• [WHAT IS ASKED]: Starting at the line that contains "Segment every instance of the **construction" and continuing through the end of the entries, write out every line again, including the segmentation instructions, and adjust each coordinate in the answer outlines by -138.

** Start INFORMATION SUPPLIED **

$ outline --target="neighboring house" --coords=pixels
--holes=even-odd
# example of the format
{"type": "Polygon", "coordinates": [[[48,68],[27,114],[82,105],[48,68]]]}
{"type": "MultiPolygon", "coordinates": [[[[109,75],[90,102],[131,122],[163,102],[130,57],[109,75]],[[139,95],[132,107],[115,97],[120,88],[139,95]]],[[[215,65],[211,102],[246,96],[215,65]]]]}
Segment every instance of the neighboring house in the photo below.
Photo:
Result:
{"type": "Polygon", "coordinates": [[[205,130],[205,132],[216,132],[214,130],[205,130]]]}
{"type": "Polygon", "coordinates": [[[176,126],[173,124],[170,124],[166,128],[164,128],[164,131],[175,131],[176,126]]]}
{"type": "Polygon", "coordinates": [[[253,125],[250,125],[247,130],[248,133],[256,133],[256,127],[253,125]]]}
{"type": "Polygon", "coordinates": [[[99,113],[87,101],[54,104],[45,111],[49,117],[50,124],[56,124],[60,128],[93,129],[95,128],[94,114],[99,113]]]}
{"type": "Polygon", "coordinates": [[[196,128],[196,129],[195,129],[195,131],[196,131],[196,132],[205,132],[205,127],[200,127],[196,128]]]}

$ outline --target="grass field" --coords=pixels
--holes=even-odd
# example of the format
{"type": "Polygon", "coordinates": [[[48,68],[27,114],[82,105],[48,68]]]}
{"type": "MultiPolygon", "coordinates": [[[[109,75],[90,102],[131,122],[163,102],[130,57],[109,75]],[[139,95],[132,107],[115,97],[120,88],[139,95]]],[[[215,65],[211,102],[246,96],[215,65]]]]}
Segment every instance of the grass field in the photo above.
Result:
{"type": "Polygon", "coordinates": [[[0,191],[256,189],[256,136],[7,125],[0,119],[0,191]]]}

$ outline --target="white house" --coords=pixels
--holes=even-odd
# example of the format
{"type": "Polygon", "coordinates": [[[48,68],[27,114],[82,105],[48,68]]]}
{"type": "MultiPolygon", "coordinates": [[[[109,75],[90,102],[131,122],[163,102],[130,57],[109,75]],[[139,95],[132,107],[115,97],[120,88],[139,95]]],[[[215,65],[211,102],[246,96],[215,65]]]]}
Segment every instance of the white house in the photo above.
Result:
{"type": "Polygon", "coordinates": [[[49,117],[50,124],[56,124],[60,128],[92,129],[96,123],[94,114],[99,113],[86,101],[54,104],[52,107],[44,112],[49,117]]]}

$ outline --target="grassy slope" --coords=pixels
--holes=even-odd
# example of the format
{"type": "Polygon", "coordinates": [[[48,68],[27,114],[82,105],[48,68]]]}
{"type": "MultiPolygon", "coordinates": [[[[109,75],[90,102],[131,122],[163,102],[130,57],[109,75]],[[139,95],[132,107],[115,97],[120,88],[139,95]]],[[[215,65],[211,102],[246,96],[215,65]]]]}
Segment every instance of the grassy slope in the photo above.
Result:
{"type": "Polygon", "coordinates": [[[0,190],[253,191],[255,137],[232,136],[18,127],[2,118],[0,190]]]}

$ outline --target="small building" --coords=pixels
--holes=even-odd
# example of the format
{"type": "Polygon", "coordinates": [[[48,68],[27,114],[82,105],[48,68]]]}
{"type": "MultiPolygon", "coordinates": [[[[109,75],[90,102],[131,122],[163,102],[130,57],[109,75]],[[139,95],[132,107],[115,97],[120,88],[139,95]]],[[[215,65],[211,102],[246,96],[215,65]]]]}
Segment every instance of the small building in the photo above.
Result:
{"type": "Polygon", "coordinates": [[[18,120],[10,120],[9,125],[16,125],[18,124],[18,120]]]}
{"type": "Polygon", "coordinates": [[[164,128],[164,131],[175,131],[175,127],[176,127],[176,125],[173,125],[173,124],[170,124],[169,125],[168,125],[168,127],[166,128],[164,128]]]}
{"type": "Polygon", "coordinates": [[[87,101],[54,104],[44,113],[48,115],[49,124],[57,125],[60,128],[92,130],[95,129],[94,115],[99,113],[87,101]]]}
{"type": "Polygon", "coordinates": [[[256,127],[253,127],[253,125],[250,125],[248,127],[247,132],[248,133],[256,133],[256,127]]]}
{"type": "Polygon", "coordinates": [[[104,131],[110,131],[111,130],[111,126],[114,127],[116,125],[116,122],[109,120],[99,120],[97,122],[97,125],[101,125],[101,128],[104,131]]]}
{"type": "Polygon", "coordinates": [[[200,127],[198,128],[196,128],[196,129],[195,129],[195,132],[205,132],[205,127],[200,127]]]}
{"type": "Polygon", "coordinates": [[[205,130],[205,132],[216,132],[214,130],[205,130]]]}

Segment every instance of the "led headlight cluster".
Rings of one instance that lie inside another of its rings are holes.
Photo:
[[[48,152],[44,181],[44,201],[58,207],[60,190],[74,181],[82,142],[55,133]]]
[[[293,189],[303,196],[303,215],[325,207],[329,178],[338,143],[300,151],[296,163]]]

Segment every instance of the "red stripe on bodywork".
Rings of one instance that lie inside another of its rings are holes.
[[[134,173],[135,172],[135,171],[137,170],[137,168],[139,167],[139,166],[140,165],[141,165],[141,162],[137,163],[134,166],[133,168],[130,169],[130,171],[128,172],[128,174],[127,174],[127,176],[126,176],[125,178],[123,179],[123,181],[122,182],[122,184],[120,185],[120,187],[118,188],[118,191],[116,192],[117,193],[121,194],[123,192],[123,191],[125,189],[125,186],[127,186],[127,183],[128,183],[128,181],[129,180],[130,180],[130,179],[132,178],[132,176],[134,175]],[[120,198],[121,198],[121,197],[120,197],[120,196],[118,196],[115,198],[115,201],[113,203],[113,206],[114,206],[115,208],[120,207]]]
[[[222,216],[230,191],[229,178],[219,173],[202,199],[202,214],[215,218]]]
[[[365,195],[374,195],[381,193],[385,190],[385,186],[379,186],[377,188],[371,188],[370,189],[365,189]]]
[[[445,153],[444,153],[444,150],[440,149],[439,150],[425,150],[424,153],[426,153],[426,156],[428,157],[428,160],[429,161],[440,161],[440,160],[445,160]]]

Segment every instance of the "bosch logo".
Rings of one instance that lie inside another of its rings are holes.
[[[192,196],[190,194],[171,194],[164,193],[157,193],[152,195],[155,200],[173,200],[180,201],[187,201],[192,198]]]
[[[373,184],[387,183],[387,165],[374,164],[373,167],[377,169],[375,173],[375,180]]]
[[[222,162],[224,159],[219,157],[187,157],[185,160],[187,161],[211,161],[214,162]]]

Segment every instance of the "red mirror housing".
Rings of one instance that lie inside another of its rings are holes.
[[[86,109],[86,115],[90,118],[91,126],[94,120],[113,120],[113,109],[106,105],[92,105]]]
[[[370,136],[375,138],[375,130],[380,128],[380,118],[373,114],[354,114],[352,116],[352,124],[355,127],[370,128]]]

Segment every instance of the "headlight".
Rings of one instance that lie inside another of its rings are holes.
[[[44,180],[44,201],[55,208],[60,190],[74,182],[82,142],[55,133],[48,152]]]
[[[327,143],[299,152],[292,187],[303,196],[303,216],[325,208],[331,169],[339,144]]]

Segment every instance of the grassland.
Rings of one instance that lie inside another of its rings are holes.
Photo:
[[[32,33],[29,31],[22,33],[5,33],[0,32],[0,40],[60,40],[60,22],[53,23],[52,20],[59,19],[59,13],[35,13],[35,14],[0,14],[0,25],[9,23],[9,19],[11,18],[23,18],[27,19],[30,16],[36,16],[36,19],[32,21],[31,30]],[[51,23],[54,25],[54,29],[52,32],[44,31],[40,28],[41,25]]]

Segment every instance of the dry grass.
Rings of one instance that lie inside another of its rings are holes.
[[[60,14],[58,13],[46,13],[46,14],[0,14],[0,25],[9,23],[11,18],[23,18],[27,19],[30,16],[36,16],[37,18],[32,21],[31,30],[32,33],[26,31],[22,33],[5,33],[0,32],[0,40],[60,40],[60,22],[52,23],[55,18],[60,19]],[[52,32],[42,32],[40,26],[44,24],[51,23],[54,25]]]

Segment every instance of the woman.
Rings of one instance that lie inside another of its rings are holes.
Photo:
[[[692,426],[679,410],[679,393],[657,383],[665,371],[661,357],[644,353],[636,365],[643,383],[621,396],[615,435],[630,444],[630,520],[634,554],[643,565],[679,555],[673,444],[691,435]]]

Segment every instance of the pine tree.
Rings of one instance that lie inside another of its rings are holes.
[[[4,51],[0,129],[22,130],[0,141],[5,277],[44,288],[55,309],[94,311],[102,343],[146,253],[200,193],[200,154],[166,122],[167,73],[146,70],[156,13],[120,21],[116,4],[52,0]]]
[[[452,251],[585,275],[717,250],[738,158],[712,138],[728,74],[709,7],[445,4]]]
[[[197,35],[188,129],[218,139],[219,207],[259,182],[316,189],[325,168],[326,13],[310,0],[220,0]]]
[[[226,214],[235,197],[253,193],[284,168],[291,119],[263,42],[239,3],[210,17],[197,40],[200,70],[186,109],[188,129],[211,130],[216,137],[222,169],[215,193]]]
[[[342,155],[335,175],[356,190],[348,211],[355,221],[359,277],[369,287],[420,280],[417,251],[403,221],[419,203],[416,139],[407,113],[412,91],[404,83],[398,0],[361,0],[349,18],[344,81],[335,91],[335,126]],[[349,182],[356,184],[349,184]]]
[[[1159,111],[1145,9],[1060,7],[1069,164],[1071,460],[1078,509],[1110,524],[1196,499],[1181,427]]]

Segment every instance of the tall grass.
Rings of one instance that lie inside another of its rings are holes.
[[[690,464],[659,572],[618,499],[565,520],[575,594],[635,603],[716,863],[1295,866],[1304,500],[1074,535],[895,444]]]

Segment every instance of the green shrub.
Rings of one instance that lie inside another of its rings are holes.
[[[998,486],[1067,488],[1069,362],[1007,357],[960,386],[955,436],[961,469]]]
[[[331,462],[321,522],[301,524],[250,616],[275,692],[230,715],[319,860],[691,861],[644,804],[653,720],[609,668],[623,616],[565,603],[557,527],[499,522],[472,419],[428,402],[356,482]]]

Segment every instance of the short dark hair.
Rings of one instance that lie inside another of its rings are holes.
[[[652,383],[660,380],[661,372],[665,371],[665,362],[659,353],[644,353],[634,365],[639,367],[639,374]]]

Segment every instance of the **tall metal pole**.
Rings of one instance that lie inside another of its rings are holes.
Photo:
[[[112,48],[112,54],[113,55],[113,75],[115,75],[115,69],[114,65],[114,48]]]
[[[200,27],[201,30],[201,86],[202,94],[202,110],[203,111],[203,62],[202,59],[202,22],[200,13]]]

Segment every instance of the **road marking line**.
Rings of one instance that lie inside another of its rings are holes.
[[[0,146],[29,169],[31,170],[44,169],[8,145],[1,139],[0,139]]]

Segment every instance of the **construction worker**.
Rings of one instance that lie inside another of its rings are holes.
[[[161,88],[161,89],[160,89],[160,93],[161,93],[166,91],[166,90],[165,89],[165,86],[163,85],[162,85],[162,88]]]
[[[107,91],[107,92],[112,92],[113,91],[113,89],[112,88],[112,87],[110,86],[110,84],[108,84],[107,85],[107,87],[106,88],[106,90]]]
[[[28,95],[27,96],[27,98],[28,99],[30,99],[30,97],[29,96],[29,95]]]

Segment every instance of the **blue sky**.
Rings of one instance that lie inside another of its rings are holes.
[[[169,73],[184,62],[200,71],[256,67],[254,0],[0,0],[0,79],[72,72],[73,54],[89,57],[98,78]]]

** End INFORMATION SUPPLIED **

• [CORRECT OUTPUT]:
Segment every instance of the **construction worker**.
Rings of one instance that lie inside another of its rings are holes.
[[[23,-50],[23,-49],[22,-49],[22,-45],[23,-45],[28,-47],[28,-48],[27,-49],[27,-52],[25,-53],[24,-53],[24,-50]]]
[[[-31,-47],[-31,-46],[-26,-46],[-25,-47],[-25,-49],[-26,-50],[-26,-51],[-28,-52],[-28,-54],[-30,-54],[-31,-53],[-31,-51],[-32,-50],[-32,-48]]]
[[[-110,-43],[-111,-42],[-111,-40],[-110,-39],[-108,-39],[-108,-41],[-109,-42],[-109,-43]]]

Segment every instance of the **blue sky**.
Rings of one instance that lie inside another of its rings are holes.
[[[31,-65],[46,-76],[62,-67],[118,-71],[116,-138],[-138,-138],[-138,-59],[-66,-66],[-65,-84],[-49,-81],[-40,-60]]]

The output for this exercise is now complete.